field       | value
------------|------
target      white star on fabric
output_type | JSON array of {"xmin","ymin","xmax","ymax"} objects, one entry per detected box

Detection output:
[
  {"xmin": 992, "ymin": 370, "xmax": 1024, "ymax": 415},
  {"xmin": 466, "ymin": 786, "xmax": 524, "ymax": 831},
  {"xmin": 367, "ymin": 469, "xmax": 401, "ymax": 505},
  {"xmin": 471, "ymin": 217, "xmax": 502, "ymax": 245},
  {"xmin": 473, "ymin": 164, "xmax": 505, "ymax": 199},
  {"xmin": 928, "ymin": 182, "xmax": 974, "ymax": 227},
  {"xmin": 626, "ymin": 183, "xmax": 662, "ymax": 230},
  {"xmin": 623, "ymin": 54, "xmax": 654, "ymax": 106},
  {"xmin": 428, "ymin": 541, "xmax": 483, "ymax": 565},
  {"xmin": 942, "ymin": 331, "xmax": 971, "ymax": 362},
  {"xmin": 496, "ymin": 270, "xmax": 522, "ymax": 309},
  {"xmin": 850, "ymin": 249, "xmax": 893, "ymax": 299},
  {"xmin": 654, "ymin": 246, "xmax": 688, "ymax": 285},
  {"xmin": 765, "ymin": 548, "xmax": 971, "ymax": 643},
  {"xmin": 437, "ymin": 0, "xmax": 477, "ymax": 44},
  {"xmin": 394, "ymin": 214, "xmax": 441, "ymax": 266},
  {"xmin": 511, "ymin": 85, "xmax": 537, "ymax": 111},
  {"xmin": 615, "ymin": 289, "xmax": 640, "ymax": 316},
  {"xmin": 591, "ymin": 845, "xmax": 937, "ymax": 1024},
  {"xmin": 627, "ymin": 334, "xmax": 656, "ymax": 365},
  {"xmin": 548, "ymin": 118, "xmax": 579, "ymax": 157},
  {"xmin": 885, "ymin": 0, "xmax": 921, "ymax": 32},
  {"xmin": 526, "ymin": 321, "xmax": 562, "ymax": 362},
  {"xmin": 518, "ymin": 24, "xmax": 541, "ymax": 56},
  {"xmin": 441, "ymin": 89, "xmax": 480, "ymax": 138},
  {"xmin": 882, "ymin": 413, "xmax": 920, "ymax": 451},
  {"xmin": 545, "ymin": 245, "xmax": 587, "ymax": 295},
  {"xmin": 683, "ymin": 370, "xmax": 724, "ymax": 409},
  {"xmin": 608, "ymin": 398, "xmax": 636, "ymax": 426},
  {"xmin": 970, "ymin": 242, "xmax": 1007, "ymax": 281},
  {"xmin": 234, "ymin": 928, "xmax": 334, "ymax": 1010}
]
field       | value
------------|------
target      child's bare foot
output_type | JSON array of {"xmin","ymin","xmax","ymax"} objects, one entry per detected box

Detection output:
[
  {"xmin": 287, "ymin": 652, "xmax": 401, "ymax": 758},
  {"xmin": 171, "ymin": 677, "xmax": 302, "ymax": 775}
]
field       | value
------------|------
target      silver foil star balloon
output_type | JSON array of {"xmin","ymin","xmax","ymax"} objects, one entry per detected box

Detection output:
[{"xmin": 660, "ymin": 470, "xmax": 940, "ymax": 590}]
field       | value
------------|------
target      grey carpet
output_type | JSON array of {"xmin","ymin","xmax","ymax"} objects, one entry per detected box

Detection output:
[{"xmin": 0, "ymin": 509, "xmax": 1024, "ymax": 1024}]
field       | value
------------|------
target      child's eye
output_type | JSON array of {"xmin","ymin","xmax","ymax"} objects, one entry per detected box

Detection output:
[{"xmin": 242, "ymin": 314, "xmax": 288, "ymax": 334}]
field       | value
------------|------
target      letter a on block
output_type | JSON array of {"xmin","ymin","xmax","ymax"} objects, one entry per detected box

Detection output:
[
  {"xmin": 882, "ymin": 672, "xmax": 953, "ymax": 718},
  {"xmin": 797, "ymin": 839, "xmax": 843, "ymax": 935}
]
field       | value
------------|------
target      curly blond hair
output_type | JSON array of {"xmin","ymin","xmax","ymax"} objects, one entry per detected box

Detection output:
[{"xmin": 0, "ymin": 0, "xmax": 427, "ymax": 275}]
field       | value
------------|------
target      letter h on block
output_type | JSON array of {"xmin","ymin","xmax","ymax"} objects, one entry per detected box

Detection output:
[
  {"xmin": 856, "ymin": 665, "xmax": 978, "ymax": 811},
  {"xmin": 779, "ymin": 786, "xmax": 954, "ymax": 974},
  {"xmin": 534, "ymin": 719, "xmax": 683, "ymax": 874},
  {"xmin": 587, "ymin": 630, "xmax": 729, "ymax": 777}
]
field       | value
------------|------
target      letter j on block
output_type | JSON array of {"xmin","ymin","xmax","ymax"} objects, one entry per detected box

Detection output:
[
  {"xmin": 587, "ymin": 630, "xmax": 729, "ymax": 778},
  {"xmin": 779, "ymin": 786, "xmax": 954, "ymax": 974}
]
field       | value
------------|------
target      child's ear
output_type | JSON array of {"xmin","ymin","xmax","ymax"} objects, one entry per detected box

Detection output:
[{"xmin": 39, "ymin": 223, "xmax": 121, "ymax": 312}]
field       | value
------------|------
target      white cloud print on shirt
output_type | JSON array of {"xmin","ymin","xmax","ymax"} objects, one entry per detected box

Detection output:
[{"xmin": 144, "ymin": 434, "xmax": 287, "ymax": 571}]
──────
— THE REQUEST —
Restate the listing above word for word.

— THE SOLUTION —
field       | value
------------|------
target      white star on fabric
output_type | JSON array of {"xmin","ymin","xmax","ymax"} objects, one entry per detected box

Detection output:
[
  {"xmin": 992, "ymin": 370, "xmax": 1024, "ymax": 415},
  {"xmin": 466, "ymin": 786, "xmax": 524, "ymax": 831},
  {"xmin": 367, "ymin": 469, "xmax": 401, "ymax": 505},
  {"xmin": 471, "ymin": 217, "xmax": 502, "ymax": 245},
  {"xmin": 473, "ymin": 164, "xmax": 505, "ymax": 199},
  {"xmin": 928, "ymin": 182, "xmax": 974, "ymax": 227},
  {"xmin": 626, "ymin": 183, "xmax": 662, "ymax": 230},
  {"xmin": 623, "ymin": 54, "xmax": 654, "ymax": 106},
  {"xmin": 428, "ymin": 541, "xmax": 483, "ymax": 565},
  {"xmin": 942, "ymin": 331, "xmax": 971, "ymax": 362},
  {"xmin": 496, "ymin": 270, "xmax": 522, "ymax": 309},
  {"xmin": 850, "ymin": 249, "xmax": 893, "ymax": 299},
  {"xmin": 654, "ymin": 246, "xmax": 688, "ymax": 285},
  {"xmin": 765, "ymin": 548, "xmax": 971, "ymax": 643},
  {"xmin": 437, "ymin": 0, "xmax": 477, "ymax": 44},
  {"xmin": 394, "ymin": 214, "xmax": 441, "ymax": 266},
  {"xmin": 511, "ymin": 85, "xmax": 537, "ymax": 111},
  {"xmin": 615, "ymin": 289, "xmax": 640, "ymax": 316},
  {"xmin": 591, "ymin": 845, "xmax": 937, "ymax": 1024},
  {"xmin": 627, "ymin": 334, "xmax": 656, "ymax": 365},
  {"xmin": 548, "ymin": 118, "xmax": 579, "ymax": 157},
  {"xmin": 885, "ymin": 0, "xmax": 921, "ymax": 32},
  {"xmin": 526, "ymin": 321, "xmax": 562, "ymax": 362},
  {"xmin": 518, "ymin": 24, "xmax": 541, "ymax": 56},
  {"xmin": 441, "ymin": 89, "xmax": 480, "ymax": 138},
  {"xmin": 882, "ymin": 413, "xmax": 920, "ymax": 451},
  {"xmin": 545, "ymin": 245, "xmax": 587, "ymax": 295},
  {"xmin": 683, "ymin": 370, "xmax": 724, "ymax": 409},
  {"xmin": 608, "ymin": 398, "xmax": 636, "ymax": 426},
  {"xmin": 970, "ymin": 242, "xmax": 1007, "ymax": 281},
  {"xmin": 234, "ymin": 928, "xmax": 334, "ymax": 1010}
]
field       | value
------------|------
target      child's bare foot
output_type | JSON array of {"xmin","ymin","xmax","ymax"} objects, one entry per detected box

Detection output:
[
  {"xmin": 287, "ymin": 652, "xmax": 401, "ymax": 758},
  {"xmin": 171, "ymin": 677, "xmax": 302, "ymax": 775}
]
field       | value
------------|------
target      silver foil star balloon
output_type | JSON array of {"xmin","ymin","xmax","ymax"} objects, one entry per detected box

Detection output:
[{"xmin": 660, "ymin": 470, "xmax": 940, "ymax": 590}]
field       | value
------------|------
target      grey carpet
output_type | JSON array of {"xmin","ymin","xmax","ymax"} objects, one entry per detected box

Detection output:
[{"xmin": 0, "ymin": 509, "xmax": 1024, "ymax": 1024}]
field       | value
------------|------
target      child's eye
output_type | JSON array of {"xmin","ymin","xmax","ymax"} objects, one entry per detected box

Detection output:
[{"xmin": 242, "ymin": 314, "xmax": 288, "ymax": 334}]
field       | value
------------|------
target      letter a on block
output_type | JSON array of {"xmin","ymin","xmax","ymax"} objects, one entry per detected box

Detection output:
[
  {"xmin": 882, "ymin": 672, "xmax": 953, "ymax": 718},
  {"xmin": 797, "ymin": 839, "xmax": 843, "ymax": 935}
]
field       | value
------------|------
target      curly blond hair
output_type | JSON array of {"xmin","ymin","xmax","ymax"} objects, one entry per detected box

Detection output:
[{"xmin": 0, "ymin": 0, "xmax": 427, "ymax": 275}]
field       | value
------------|------
target      letter h on block
output_type | JSON array of {"xmin","ymin","xmax","ymax"} objects, one entry per detected box

Detection output:
[
  {"xmin": 856, "ymin": 665, "xmax": 978, "ymax": 811},
  {"xmin": 779, "ymin": 786, "xmax": 954, "ymax": 974},
  {"xmin": 534, "ymin": 719, "xmax": 683, "ymax": 874},
  {"xmin": 587, "ymin": 630, "xmax": 729, "ymax": 777}
]
field       | value
------------|------
target      letter j on block
output_type | JSON array of {"xmin","ymin","xmax","ymax"} objects, one entry per detected box

Detection output:
[
  {"xmin": 587, "ymin": 630, "xmax": 729, "ymax": 778},
  {"xmin": 779, "ymin": 786, "xmax": 954, "ymax": 974}
]
field       | value
------------|------
target      child's ear
output_type | JSON array of {"xmin","ymin","xmax","ymax"} objects, one entry per detected box

Detection output:
[{"xmin": 39, "ymin": 223, "xmax": 121, "ymax": 312}]
field       | value
------------|------
target      white cloud print on shirt
output_type | JSON array of {"xmin","ymin","xmax","ymax"} objects, one entry per detected box

Detection output:
[{"xmin": 144, "ymin": 434, "xmax": 287, "ymax": 571}]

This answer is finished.